▸ TASK REQUIREMENTS
Copy the lines in the stretch from the start of the records through the line containing "[[246, 222], [181, 218], [92, 213]]", shifting every x and y coordinate in the answers by -9. Leave out the pictures.

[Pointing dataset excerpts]
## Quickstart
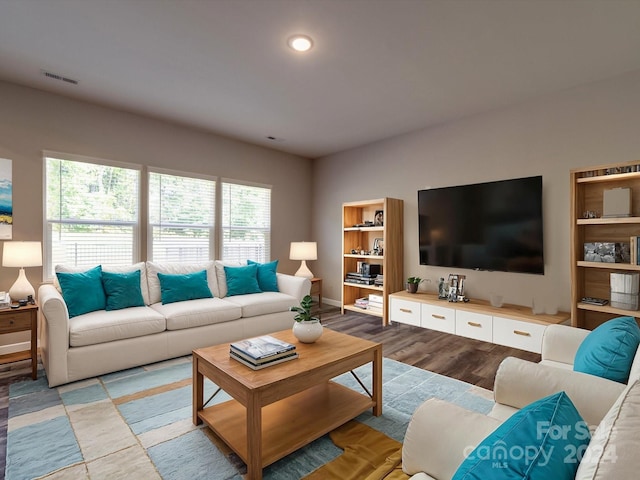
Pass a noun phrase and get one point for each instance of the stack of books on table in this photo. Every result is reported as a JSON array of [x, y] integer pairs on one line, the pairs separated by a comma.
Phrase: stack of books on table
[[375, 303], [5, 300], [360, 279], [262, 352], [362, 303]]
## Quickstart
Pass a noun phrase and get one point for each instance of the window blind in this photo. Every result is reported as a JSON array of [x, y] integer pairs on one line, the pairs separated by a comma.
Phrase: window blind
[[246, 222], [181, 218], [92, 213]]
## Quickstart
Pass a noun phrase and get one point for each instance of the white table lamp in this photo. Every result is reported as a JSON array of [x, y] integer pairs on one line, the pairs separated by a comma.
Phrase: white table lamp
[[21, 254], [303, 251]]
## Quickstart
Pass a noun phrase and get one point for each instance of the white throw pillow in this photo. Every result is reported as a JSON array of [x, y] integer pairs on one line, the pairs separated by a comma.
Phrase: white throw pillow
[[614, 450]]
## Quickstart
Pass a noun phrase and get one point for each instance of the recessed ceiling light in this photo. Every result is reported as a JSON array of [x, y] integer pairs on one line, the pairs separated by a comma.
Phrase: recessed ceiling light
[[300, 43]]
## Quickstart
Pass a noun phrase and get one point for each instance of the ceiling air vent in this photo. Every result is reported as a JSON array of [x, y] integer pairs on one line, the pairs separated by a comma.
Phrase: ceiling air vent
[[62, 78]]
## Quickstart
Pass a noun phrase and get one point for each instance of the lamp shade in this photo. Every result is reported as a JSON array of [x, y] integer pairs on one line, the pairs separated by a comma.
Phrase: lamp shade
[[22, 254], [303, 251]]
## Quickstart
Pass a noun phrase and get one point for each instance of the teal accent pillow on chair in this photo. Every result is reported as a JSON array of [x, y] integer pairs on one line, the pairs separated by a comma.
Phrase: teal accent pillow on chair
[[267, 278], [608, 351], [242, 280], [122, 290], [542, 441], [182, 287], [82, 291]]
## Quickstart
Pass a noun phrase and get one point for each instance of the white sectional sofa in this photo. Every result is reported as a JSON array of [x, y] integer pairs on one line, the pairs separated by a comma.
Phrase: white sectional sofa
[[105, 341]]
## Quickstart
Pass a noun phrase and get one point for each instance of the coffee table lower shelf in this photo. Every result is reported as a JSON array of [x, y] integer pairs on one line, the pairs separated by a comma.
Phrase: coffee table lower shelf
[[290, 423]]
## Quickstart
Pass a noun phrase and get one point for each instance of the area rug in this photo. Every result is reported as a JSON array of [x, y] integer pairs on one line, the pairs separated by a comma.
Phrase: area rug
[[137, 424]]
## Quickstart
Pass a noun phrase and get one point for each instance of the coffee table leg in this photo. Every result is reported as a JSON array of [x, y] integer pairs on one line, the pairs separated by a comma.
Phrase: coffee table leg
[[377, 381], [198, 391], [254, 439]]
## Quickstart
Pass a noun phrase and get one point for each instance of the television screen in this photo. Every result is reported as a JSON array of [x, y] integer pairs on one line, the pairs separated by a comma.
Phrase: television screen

▸ COMPLETE RESPONSE
## Quickstart
Pass a noun phrase and get one point for each instance of the stack of books on table in this photo. Every result is reported as a JSON array of [x, y] integer pairs on one line, the pairs separated by a comma.
Phrase: stack of books on table
[[366, 294], [-4, 291], [351, 270], [253, 343], [353, 294]]
## Quickstart
Pass a noun phrase and get one point for each instance of the window blind in this photo. Every result is reported as a JSON array of [x, y] integer pairs on one line, the pairs separated by a comma.
Phrase: window blind
[[237, 213], [172, 209], [83, 204]]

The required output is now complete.